* Exercise goal
Return every line of the records that contains the string "white", matching case exactly.

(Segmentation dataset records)
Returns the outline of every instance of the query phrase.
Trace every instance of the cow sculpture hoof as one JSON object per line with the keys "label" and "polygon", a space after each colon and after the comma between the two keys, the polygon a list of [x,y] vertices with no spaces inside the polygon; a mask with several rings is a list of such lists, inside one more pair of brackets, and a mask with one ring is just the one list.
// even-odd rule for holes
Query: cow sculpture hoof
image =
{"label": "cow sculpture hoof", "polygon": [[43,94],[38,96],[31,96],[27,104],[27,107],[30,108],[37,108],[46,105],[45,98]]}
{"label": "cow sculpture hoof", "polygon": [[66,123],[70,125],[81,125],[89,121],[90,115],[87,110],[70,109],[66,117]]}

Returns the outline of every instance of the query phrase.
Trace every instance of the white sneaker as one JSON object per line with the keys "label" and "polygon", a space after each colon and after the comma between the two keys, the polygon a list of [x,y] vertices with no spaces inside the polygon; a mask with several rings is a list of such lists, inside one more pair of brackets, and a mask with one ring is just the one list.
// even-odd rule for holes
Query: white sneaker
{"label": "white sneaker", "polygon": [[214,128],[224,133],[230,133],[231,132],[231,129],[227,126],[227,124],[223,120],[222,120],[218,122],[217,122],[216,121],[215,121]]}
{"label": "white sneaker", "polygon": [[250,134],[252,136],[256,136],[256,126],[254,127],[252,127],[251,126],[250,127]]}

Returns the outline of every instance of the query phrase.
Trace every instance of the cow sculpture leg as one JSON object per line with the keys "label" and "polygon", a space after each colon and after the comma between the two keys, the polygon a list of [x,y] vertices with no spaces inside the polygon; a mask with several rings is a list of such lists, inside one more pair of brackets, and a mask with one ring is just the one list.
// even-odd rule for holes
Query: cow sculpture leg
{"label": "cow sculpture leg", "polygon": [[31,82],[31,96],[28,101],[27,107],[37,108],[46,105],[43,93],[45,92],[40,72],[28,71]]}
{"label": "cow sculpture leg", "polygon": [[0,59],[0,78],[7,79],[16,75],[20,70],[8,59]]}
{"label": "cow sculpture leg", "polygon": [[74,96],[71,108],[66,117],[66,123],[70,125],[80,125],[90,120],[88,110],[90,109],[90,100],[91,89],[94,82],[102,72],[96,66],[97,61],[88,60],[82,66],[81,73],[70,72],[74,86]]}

* Solution to this problem
Trace every instance of the white sneaker as one JSON object per line with the keys "label" and "polygon", a space after each colon and after the comma between the two keys, the polygon a list of [x,y] vertices with no spaces inside the polygon; a mask with several rings is a list of such lists, inside one more pair of brackets, and a mask with one ring is just the one list.
Query: white sneaker
{"label": "white sneaker", "polygon": [[214,128],[224,133],[230,133],[231,132],[231,129],[227,126],[227,124],[223,120],[222,120],[218,122],[217,122],[216,121],[215,121]]}
{"label": "white sneaker", "polygon": [[250,134],[252,136],[256,136],[256,126],[254,127],[252,127],[251,126],[250,127]]}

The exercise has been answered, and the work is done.